- [Work to be completed]: Could you output, exactly and with nothing else, every line from the one that contains "Can you find the tree" through the last line of the listing below?

- [Given data]:
____________________

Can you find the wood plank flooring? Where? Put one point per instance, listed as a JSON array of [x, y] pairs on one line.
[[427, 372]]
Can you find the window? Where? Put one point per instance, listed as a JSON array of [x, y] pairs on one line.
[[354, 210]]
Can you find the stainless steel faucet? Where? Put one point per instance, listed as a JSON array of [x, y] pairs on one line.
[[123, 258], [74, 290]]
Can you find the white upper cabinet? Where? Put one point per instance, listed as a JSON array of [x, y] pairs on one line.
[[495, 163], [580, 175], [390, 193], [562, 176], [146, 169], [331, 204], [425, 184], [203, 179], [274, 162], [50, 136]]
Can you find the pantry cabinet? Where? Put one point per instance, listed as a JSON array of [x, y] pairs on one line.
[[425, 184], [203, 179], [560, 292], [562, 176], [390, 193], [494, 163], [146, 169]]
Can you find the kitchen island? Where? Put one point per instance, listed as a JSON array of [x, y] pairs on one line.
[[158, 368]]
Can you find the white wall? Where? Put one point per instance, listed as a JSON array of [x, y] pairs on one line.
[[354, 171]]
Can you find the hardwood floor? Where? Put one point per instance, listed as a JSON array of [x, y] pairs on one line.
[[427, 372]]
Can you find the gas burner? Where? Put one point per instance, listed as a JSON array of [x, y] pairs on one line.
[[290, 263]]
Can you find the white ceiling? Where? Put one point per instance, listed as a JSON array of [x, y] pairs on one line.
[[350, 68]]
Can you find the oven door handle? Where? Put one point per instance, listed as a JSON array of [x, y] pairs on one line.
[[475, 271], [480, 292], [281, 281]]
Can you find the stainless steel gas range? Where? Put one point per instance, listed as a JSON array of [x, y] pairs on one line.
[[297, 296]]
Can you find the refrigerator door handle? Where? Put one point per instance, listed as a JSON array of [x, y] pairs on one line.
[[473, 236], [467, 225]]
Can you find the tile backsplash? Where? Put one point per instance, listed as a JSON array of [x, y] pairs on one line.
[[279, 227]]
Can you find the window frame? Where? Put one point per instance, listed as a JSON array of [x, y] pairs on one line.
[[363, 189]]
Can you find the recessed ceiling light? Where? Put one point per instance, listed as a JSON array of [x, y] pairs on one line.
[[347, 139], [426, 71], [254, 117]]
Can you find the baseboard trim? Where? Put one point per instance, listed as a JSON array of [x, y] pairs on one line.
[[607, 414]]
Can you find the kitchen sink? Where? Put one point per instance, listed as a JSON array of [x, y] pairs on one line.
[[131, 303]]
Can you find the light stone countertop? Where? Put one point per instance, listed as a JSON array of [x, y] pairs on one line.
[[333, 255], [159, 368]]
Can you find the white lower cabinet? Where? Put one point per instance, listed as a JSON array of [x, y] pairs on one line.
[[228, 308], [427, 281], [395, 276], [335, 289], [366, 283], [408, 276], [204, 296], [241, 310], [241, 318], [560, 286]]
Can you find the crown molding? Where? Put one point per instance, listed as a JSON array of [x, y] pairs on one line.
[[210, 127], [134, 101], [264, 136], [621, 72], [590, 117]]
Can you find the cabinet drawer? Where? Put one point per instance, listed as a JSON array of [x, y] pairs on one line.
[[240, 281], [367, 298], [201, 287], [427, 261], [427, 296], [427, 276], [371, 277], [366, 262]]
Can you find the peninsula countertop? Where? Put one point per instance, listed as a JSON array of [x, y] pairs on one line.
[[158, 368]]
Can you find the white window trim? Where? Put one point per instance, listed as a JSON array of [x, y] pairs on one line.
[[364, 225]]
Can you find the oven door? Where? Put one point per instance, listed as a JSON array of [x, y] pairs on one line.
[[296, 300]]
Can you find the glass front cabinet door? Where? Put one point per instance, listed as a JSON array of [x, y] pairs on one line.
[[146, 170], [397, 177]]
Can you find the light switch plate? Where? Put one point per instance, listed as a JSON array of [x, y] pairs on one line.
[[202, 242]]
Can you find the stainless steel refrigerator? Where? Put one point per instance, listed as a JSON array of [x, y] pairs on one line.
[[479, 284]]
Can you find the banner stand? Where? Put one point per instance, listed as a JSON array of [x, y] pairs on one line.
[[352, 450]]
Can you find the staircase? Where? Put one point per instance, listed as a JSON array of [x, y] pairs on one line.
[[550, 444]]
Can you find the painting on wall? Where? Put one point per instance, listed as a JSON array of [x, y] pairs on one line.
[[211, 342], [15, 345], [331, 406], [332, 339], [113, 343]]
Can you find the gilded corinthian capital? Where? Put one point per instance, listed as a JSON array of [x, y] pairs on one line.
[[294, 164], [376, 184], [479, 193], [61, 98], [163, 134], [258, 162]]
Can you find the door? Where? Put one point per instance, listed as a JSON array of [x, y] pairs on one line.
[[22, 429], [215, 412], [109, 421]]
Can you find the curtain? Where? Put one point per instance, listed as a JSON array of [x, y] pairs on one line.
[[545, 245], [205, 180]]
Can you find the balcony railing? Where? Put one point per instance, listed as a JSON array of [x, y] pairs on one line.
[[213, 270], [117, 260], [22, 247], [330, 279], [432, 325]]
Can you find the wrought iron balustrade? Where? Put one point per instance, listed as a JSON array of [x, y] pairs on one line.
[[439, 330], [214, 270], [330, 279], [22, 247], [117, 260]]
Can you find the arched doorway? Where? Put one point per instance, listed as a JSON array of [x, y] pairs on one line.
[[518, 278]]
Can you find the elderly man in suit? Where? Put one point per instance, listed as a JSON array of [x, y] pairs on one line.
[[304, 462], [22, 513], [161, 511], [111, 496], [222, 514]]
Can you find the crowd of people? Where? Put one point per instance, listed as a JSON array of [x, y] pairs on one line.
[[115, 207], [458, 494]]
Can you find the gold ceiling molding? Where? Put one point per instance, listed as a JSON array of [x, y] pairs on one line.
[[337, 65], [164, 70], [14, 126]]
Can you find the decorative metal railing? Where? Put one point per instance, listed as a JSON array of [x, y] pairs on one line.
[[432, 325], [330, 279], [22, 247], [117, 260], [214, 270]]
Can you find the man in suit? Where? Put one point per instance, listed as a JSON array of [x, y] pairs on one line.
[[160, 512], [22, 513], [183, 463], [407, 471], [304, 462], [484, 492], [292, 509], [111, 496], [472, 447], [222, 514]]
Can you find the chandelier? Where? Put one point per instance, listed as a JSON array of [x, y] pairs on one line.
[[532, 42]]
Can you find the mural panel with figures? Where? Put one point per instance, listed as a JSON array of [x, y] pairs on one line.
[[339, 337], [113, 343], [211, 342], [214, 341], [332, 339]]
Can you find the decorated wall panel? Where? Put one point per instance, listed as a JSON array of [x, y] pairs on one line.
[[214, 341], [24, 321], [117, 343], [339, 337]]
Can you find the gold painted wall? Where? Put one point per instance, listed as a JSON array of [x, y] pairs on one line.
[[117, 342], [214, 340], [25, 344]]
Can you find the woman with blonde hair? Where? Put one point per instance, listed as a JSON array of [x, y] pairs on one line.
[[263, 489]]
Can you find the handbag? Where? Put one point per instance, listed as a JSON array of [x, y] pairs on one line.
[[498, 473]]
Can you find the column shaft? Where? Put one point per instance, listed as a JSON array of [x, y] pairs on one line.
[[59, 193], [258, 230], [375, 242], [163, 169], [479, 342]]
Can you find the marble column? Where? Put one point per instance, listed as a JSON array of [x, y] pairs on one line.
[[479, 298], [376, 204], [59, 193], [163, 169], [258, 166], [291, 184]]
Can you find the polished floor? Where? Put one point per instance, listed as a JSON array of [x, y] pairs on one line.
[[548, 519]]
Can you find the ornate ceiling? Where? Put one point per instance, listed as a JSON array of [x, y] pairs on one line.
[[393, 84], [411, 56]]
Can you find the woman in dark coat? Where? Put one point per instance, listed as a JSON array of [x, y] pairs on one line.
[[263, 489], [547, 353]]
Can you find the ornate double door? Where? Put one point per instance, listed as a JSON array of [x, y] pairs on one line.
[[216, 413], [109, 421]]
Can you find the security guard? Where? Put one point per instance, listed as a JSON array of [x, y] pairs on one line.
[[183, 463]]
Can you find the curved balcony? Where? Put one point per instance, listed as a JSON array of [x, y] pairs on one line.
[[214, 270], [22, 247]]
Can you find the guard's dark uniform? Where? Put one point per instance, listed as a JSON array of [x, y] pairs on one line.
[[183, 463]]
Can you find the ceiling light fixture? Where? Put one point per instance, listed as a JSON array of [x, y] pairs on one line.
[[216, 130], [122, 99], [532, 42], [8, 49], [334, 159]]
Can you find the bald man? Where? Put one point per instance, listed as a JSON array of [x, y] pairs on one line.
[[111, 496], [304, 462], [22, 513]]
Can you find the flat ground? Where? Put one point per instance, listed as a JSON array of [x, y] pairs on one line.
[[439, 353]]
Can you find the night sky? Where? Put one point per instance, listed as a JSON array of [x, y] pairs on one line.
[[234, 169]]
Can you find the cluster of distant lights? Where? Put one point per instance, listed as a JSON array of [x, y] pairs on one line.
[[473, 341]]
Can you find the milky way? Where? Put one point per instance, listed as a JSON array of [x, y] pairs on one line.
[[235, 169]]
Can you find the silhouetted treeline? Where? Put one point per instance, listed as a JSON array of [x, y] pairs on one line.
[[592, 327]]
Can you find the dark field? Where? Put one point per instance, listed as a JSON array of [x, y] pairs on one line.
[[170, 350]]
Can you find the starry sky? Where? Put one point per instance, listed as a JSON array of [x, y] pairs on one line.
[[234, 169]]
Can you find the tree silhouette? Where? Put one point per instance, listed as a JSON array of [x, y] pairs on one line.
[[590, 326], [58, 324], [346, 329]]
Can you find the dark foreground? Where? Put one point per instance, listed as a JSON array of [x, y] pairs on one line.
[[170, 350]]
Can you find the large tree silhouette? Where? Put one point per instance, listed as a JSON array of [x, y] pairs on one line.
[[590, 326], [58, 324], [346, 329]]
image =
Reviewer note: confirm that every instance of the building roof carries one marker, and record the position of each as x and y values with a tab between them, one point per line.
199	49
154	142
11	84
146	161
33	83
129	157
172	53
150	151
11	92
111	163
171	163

____________________

- [Your response]:
Can you find the tree silhouette? Where? Put one point per instance, listed as a JSON array of [x, y] pairs on one line.
[[590, 326], [58, 324], [346, 329]]
Can you find the dark foreground? Where? Put one point per instance, listed as a JSON array of [x, y] pairs on one line.
[[170, 350]]
Can you find the large tree silhouette? Where? Put one point per instance, listed as a JSON array of [x, y] pairs on one line.
[[590, 326], [58, 324], [346, 329]]
image =
Reviewer note: confirm that every instance of the building roof carries one marker, and record the position of each as x and y values with a tab between them, one point per line.
199	49
154	142
11	84
146	161
33	83
129	157
172	53
150	151
11	92
111	163
171	163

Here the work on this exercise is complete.